Work to complete -
(A) Answer these questions about the passage on Japan–ROK relations, one answer per line with matching labels:
(i) In what month and year did the ROK suspend GSOMIA with Japan?
(ii) How many times did Kishida and Yoon meet while their tenures overlapped?
(iii) Where did the three leaders meet in August 2023?
(B) Carry on the passage on Japan–ROK relations, picking up after its final sentence.

Document excerpt -
• • • • •

Abe first tried to pressure the Moon administration to ignore the judgement, only to be told that Seoul was firmly behind it.[3] The subsequent acrimony lasted almost five years, with key high-technology exports held hostage,[4] critical military information exchange halted with the ROK’s suspension of the General Security Of Military Information Agreement (GSOMIA)  with Japan in August 2019,[5] and public opinion cratering on both sides of the Sea of Japan.[6]

The situation was ameliorated somewhat when Yoon was elected.[7] On the other hand, Tokyo saw the emergence of former Foreign Affairs Minister Fumio Kishida on the national stage as the nation’s new Prime Minister in late 2021.[8] Known to be pragmatic and middle-of-the-road when it came to bilateral issues, Kishida and Yoon immediately set about improving ties. They met a dozen times over the two years in which their tenures overlapped (2022–2024). A signal achievement of these meetings was a ‘forward-oriented’ Japan–ROK relationship, which relegated historical issues to the back burner in order to focus on the clear and present challenge posed by China as well as the Democratic People’s Republic of Korea (whose missile capabilities were growing by the day).[9]

Taking a cue from the breakthrough, President Joe Biden invited both Yoon and Kishida to Washington.[10] Then, in August 2023, the three leaders met at the US presidential retreat of Camp David, where they came up with the Camp David Declaration institutionalising trilateral cooperation against regional and global challenges.[11] Yoon and Kishida’s working relationship formed the foundation on which these new structures could be built.

• • • • •

Data listing -
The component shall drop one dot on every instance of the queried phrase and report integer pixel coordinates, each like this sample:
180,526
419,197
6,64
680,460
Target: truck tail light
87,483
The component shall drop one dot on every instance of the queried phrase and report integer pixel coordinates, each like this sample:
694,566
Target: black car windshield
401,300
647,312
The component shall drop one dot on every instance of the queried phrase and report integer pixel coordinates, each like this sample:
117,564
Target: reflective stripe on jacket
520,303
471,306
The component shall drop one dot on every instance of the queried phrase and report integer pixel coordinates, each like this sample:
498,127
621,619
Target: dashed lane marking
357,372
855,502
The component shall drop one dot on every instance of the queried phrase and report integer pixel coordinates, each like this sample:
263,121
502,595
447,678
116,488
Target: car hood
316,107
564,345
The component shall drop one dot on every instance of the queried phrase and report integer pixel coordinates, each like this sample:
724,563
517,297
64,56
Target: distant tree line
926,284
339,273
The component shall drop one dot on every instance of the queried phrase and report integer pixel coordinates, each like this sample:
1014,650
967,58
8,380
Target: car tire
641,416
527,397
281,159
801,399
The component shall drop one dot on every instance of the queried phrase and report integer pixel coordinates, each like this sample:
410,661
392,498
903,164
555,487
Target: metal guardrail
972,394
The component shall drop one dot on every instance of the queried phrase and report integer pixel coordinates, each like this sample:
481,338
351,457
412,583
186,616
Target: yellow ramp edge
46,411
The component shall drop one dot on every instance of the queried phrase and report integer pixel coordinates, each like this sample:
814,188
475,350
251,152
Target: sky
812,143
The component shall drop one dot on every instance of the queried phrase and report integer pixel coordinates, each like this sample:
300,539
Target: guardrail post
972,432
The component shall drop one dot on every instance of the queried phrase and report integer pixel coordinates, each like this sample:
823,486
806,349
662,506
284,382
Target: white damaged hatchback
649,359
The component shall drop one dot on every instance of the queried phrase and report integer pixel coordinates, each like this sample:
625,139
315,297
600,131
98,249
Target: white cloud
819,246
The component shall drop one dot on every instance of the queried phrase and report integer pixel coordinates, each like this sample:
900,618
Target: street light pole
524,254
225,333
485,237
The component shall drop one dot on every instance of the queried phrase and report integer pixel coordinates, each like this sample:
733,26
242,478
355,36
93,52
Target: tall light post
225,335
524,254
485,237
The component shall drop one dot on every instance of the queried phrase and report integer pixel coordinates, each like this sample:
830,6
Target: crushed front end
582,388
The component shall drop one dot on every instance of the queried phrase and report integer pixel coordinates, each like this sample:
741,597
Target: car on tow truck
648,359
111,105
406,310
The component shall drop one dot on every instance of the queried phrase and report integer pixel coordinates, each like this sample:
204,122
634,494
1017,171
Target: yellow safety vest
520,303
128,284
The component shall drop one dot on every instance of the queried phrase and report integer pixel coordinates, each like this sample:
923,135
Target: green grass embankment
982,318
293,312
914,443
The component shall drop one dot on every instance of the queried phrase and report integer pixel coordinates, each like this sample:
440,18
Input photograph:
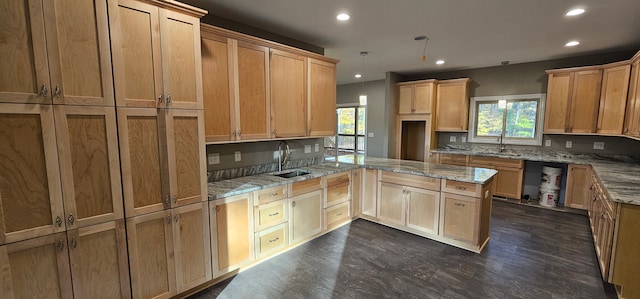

• • • • •

Answers to the tasks -
(A)
(i) August 2019
(ii) A dozen times
(iii) Camp David, the US presidential retreat

(B)
December Coup and Japanese Policy Thinking

The night of 3/4 December 2024 raised question marks about the fate of this progress. Yoon’s brief declaration of martial law, followed by the despatch of military forces to the National Assembly, met with potent opposition from legislators. The latter immediately voted to nullify the relevant declarations and return the military to its barracks, halting his self-coup in its tracks. He was forced to step down and went into hiding for some time before finally surrendering to the authorities.[12]

The speculation on the reasons for Yoon’s actions are immaterial here.[13] What is certain, however, is that Japan has lost its most reliable interlocutor. As such, its alarm at the events unfolding in Seoul cannot be characterised entirely as an expression of pious concern about a neighbouring democracy. They betray a rather profound sense of dismay about the possible undoing of the progress made in recent years.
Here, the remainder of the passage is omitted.